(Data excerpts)
BEGIN

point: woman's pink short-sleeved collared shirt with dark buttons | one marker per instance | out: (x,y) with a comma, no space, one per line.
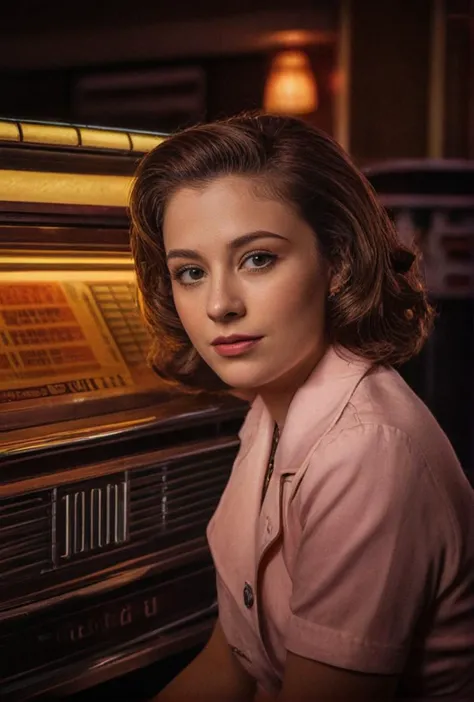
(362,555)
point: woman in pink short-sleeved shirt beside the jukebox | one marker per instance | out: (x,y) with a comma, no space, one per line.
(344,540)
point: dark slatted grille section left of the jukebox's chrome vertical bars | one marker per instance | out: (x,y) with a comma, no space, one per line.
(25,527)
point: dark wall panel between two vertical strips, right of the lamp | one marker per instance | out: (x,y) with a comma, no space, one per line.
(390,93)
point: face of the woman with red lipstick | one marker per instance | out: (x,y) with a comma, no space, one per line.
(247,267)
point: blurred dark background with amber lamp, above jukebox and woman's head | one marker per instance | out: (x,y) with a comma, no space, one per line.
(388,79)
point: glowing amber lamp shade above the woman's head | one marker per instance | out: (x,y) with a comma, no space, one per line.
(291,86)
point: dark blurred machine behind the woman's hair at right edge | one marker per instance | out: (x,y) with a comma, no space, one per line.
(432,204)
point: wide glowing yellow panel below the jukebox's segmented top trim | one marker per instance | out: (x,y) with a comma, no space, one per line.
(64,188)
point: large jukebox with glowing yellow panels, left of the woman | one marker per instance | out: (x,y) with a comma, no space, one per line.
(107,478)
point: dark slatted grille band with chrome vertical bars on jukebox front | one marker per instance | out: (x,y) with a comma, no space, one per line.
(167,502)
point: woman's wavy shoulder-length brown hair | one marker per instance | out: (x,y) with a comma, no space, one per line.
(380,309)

END
BEGIN

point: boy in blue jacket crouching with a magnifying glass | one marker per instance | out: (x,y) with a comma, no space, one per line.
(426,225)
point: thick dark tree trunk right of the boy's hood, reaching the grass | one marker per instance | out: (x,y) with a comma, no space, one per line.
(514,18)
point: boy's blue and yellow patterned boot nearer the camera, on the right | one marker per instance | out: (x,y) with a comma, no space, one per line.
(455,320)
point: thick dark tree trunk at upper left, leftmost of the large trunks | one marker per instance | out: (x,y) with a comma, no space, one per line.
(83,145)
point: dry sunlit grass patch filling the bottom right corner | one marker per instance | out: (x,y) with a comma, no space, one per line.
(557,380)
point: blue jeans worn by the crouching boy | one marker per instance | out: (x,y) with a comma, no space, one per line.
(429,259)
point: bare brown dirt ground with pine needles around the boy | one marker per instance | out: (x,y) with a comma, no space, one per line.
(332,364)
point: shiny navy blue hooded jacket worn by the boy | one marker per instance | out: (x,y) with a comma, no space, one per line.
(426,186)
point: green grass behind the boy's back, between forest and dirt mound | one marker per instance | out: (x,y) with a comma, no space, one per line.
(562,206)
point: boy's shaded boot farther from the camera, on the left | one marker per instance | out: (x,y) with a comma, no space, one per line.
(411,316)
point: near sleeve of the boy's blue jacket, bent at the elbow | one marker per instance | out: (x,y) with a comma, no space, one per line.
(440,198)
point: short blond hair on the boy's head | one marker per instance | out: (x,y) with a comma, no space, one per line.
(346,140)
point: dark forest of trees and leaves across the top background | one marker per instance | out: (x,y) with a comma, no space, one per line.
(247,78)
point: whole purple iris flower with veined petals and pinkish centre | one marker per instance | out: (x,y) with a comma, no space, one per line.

END

Instructions to follow:
Look above for the line holding "point: green grass", then set down exactly that line and every line after it up to and including the line holding "point: whole purple", with nothing else.

Exercise response:
point: green grass behind the boy's back, between forest and dirt mound | one marker per instance | out: (x,y) with a comma, no space, one per line.
(562,206)
point: boy's shaded boot farther from the camera, on the left | one marker per instance | out: (x,y) with a comma, no space, one per line.
(411,316)
point: near sleeve of the boy's blue jacket, bent at the elbow | one marker per instance | out: (x,y) with a comma, no space, one per line.
(440,198)
point: short blond hair on the boy's head | one marker per instance | out: (x,y) with a comma, no space, one per line.
(346,140)
point: dark forest of trees and leaves across the top background | one marker per instance | out: (x,y) with a comma, no space, one per line.
(247,78)
point: whole purple iris flower with veined petals and pinkish centre | one marker per instance | out: (x,y) with a comma, no space, one per line.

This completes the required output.